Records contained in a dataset
· · · · ·
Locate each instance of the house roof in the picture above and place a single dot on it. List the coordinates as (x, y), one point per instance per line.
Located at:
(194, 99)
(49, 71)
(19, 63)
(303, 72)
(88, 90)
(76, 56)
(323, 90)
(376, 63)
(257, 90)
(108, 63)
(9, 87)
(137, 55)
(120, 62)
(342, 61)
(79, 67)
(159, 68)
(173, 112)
· · · · ·
Give the data again in full, keeping every line as it was.

Locate each instance of the house roof in the picture above and place a single dot on it. List the coordinates as (x, y), one point per instance per line.
Located at:
(194, 99)
(49, 71)
(19, 63)
(303, 72)
(88, 90)
(76, 56)
(323, 90)
(376, 63)
(257, 90)
(108, 63)
(9, 87)
(137, 55)
(120, 62)
(342, 61)
(79, 67)
(159, 68)
(173, 112)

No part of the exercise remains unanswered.